== What you are asked to do ==
Transcribe all the data below exactly, leaving its pictures out.

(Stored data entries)
============

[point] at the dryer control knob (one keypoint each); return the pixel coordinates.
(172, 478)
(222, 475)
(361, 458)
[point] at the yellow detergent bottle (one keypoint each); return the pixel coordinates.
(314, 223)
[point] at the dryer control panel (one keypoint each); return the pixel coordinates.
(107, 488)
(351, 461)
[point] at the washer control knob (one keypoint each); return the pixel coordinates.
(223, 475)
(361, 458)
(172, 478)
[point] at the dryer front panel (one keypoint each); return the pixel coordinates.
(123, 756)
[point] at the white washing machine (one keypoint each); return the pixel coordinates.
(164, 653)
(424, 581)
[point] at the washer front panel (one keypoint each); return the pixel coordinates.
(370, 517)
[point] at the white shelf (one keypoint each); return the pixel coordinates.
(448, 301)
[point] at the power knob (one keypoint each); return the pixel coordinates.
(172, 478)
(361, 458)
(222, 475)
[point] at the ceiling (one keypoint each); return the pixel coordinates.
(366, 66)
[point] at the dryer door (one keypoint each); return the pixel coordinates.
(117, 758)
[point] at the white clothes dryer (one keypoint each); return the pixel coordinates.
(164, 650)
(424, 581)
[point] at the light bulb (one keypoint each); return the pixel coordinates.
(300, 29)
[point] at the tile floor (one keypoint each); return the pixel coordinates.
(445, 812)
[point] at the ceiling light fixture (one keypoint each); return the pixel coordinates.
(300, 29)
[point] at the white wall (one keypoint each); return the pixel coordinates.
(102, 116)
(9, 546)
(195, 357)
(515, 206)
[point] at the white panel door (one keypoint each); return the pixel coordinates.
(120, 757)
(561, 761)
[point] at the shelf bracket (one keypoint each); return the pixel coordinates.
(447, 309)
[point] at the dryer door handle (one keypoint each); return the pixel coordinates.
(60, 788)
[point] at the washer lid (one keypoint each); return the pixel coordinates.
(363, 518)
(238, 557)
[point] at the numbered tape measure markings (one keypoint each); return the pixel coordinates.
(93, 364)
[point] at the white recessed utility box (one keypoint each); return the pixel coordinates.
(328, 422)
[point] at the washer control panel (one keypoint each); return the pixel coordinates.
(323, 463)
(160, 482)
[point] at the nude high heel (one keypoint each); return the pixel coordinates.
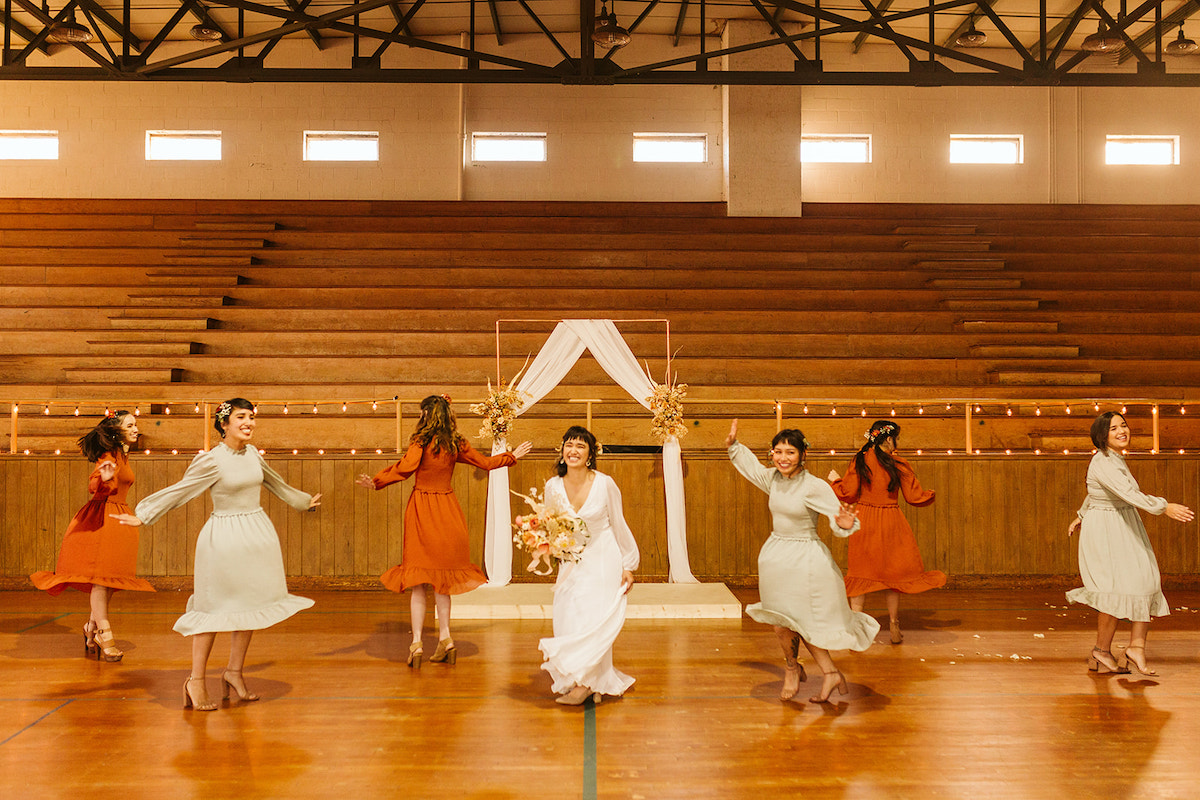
(827, 687)
(1102, 662)
(107, 645)
(244, 693)
(191, 702)
(447, 651)
(89, 639)
(1137, 665)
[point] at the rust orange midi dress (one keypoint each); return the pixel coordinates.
(436, 546)
(97, 549)
(883, 553)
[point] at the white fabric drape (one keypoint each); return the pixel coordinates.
(564, 347)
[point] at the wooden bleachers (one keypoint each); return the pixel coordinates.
(179, 301)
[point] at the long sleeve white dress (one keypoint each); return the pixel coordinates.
(1116, 560)
(239, 583)
(799, 584)
(589, 606)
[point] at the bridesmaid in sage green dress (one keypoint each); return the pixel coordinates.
(802, 590)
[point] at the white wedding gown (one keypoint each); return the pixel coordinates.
(589, 605)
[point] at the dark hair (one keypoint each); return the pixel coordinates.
(438, 423)
(1101, 429)
(105, 438)
(586, 437)
(220, 419)
(881, 431)
(793, 437)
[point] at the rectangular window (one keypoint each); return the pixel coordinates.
(29, 144)
(671, 148)
(183, 145)
(508, 146)
(1141, 150)
(835, 149)
(341, 145)
(987, 149)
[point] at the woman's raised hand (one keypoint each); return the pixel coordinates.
(846, 516)
(1180, 512)
(733, 434)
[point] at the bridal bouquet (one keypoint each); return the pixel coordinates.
(550, 534)
(499, 408)
(666, 404)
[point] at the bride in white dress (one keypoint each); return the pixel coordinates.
(591, 594)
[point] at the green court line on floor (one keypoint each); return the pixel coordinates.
(589, 750)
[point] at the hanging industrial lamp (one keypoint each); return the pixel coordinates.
(606, 32)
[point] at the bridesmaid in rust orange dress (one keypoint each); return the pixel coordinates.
(100, 555)
(436, 548)
(883, 554)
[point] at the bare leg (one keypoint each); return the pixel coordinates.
(1135, 654)
(100, 597)
(894, 615)
(443, 606)
(1105, 629)
(239, 643)
(793, 671)
(833, 678)
(417, 611)
(195, 689)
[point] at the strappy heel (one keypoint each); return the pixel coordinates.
(447, 651)
(577, 696)
(191, 702)
(89, 639)
(1137, 666)
(107, 647)
(243, 693)
(1103, 662)
(827, 687)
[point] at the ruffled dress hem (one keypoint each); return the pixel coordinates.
(444, 582)
(258, 619)
(858, 637)
(1135, 608)
(923, 582)
(55, 584)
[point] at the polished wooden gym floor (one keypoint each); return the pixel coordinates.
(988, 697)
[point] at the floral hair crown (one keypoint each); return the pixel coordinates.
(885, 431)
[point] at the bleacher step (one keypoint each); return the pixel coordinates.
(975, 283)
(1025, 350)
(1039, 378)
(1007, 326)
(985, 304)
(961, 264)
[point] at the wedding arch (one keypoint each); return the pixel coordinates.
(564, 347)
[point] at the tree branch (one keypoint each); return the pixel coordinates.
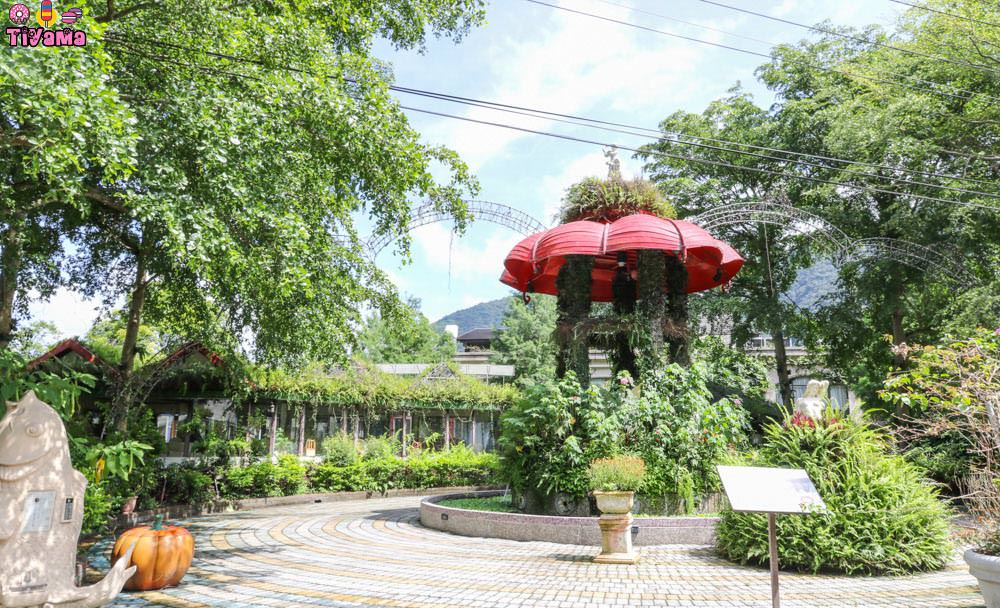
(103, 199)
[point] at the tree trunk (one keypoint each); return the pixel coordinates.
(898, 337)
(652, 302)
(10, 267)
(677, 333)
(272, 433)
(301, 447)
(623, 288)
(781, 364)
(573, 304)
(136, 302)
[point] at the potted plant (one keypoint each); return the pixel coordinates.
(953, 388)
(984, 559)
(614, 482)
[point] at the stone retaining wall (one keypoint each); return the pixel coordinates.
(566, 530)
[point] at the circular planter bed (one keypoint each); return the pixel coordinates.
(566, 530)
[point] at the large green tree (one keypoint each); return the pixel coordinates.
(916, 118)
(701, 178)
(211, 176)
(525, 339)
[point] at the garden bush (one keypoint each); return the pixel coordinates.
(185, 485)
(550, 435)
(616, 474)
(264, 479)
(340, 450)
(883, 516)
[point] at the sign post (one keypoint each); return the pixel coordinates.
(771, 491)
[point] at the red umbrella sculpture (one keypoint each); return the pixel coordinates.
(615, 249)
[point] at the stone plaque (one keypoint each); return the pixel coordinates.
(38, 512)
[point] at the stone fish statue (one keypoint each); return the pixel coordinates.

============

== Output of the exercise ==
[point] at the dryer control knob (one keypoint each); return the pixel coordinates.
(172, 478)
(222, 475)
(361, 458)
[point] at the yellow detergent bottle (one keypoint each); return the pixel coordinates.
(314, 223)
[point] at the dryer control panel (one keypoint each); return the pixel coordinates.
(107, 488)
(351, 461)
[point] at the washer control knob (one keypoint each); return the pixel coordinates.
(223, 475)
(361, 458)
(172, 478)
[point] at the dryer front panel (one keypoint each); return the pixel coordinates.
(123, 756)
[point] at the white washing machine (one keypoint each); return the pixel coordinates.
(164, 653)
(424, 581)
[point] at the washer front panel (one keypoint each); return the pixel coordinates.
(370, 517)
[point] at the white shelf (one keypoint each); return the pixel coordinates.
(448, 301)
[point] at the power knob (one keypoint each); return the pixel coordinates.
(172, 478)
(361, 458)
(222, 475)
[point] at the ceiling (one keypoint each); return the pixel coordinates.
(366, 66)
[point] at the dryer door (one keypoint each); return the pixel coordinates.
(117, 758)
[point] at the white clothes dryer (one keypoint each); return the pixel coordinates.
(164, 650)
(424, 581)
[point] at the light bulb (one keypoint each); return the pixel coordinates.
(300, 29)
[point] at the tile floor (one keypoint each); return the pixel coordinates.
(445, 812)
[point] at the ceiling light fixture (one keypoint each); return the pixel coordinates.
(300, 29)
[point] at the white wall (one keypoint each); return the pixel coordinates.
(102, 116)
(9, 546)
(195, 357)
(515, 206)
[point] at the white panel door (one keypoint each); return the pixel coordinates.
(120, 757)
(561, 761)
[point] at the shelf bracket (one keypoint each); return the pixel coordinates.
(447, 309)
[point] at the dryer door handle (one keypoint each); return the pixel coordinates.
(60, 788)
[point] at the washer lid (one keypoint each); return the pixel coordinates.
(363, 518)
(238, 557)
[point] at the numbered tape measure markings (one keypoint each); return the pixel coordinates.
(93, 364)
[point] at the white recessed utility box (one keypoint each); return the pixel coordinates.
(328, 422)
[point] at the washer control panel (one keypoint each); return the pixel coordinates.
(323, 463)
(160, 482)
[point] at the nude high heel (one keypoint each); return the pixel coordinates.
(827, 687)
(1102, 662)
(107, 645)
(244, 693)
(191, 702)
(447, 651)
(89, 639)
(1137, 665)
[point] at the rust orange midi dress (one keypoint each); return the pixel coordinates.
(436, 546)
(97, 549)
(883, 553)
[point] at the white fabric drape (one keypoint each); return the pixel coordinates.
(564, 347)
[point] at the wooden bleachers (one keypoint each); return the pixel coordinates.
(179, 301)
[point] at the long sleeve white dress (one keypoint each); return the pixel coordinates.
(1116, 560)
(239, 583)
(799, 584)
(589, 606)
[point] at the bridesmaid in sage green dress (one keypoint each); return the pixel coordinates.
(802, 590)
[point] at the white wedding gown (one keypoint each); return the pixel coordinates.
(589, 605)
[point] at the dark hair (one keypoint each); return the pixel coordinates.
(438, 423)
(1101, 429)
(105, 438)
(586, 437)
(220, 419)
(881, 431)
(793, 437)
[point] at the rectangular window (one keypoint each); return the pixel coordinates.
(29, 144)
(671, 148)
(183, 145)
(508, 146)
(1141, 150)
(835, 149)
(341, 145)
(987, 149)
[point] at the woman's raised hand (one keypoint each); return the pixel coordinates.
(846, 516)
(1180, 512)
(733, 434)
[point] at the bridal bouquet (one keypoint each); return the pixel coordinates.
(550, 534)
(499, 408)
(666, 404)
[point] at the bride in white dress (one keypoint each); return the pixel coordinates.
(591, 594)
[point] at the green court line on floor (one keypoint each); return the pixel coordinates.
(589, 750)
[point] at the hanging industrial lamp (one keypoint each); return the pixel coordinates.
(606, 32)
[point] at the bridesmaid in rust orange dress (one keypoint each); return the pixel coordinates.
(100, 555)
(436, 548)
(883, 554)
[point] at the bare leg (one keypoint each); return the pixel coordinates.
(1135, 654)
(100, 597)
(894, 615)
(443, 606)
(1105, 629)
(239, 643)
(793, 671)
(833, 678)
(417, 611)
(195, 689)
[point] at the strappy heel (one keypoint each); return the pixel coordinates.
(447, 651)
(577, 696)
(191, 702)
(89, 639)
(1137, 666)
(107, 647)
(243, 693)
(1103, 662)
(827, 687)
[point] at the ruffled dress hem (one keypoint each); return the pixel coordinates.
(444, 582)
(258, 619)
(858, 637)
(1135, 608)
(923, 582)
(55, 584)
[point] at the polished wooden gym floor (one keypoint each); return the pixel coordinates.
(988, 697)
[point] at the floral hair crown (one keypoint each); return the pixel coordinates.
(885, 431)
[point] at the bleacher step (one keypoint each); return the pixel coordinates.
(975, 283)
(1025, 350)
(1039, 378)
(1007, 326)
(985, 304)
(961, 264)
[point] at the wedding arch (one keypoint each); return the pixel coordinates.
(564, 347)
[point] at the tree branch (one keypoint each); return the pixel coordinates.
(103, 199)
[point] at the tree trunk (one keypoint each); return the pixel coordinates.
(898, 337)
(652, 302)
(10, 267)
(677, 333)
(272, 433)
(301, 447)
(623, 288)
(781, 364)
(573, 304)
(136, 302)
[point] at the potted plant (one keypoint each); return the pixel coordinates.
(953, 388)
(984, 559)
(614, 482)
[point] at the stone retaining wall (one keypoint each); return the pixel coordinates.
(566, 530)
[point] at the circular planter bed (one keypoint each); return the pixel coordinates.
(566, 530)
[point] at the large green tree (one keypoint each); return the pixel coordinates.
(916, 118)
(701, 178)
(211, 176)
(525, 339)
[point] at the garden bush (one keypoint each); return the pixel coordinates.
(185, 485)
(550, 435)
(616, 474)
(264, 479)
(340, 450)
(883, 516)
[point] at the sign post (one keypoint each); return the pixel coordinates.
(771, 491)
[point] at the red umbrella sculpture (one keypoint each); return the pixel coordinates.
(615, 249)
[point] at the stone plaque (one keypoint each); return the pixel coordinates.
(38, 512)
[point] at the stone fish statue (one keypoint each); return the pixel coordinates.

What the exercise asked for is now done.